** Prompt **
Your output should be the lines from the one that contains "like point(565, 91)." to the end of the listing, transcribed exactly. Include nothing else.

(Material provided begins)

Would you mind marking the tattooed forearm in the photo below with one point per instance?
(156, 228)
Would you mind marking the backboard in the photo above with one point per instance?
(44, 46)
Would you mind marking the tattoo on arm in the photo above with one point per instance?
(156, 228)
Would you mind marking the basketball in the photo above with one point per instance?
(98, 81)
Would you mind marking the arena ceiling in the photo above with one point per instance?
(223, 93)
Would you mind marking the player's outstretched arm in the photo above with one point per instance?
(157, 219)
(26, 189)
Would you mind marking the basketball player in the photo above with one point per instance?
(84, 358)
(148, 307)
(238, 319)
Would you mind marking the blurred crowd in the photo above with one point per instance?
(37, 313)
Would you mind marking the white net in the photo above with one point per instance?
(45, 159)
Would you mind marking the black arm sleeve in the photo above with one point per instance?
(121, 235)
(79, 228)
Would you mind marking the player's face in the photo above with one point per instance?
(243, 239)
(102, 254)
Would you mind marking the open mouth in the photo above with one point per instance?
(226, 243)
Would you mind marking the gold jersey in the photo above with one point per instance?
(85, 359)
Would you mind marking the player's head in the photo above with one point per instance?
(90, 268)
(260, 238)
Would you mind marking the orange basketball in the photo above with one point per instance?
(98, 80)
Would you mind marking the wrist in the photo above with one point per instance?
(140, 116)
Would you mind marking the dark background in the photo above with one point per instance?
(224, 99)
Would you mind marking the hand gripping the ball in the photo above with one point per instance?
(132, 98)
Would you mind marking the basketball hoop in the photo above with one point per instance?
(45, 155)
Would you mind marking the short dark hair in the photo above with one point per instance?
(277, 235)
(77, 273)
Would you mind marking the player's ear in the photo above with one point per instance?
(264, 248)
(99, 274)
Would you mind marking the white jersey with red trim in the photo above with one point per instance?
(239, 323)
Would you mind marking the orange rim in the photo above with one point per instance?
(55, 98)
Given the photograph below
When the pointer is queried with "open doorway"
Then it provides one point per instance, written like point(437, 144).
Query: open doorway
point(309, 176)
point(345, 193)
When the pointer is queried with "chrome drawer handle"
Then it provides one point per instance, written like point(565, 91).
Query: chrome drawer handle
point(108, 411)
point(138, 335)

(Material provided ends)

** Task result **
Then it provides one point per instance, written like point(565, 91).
Query: chrome drawer handle
point(108, 411)
point(138, 335)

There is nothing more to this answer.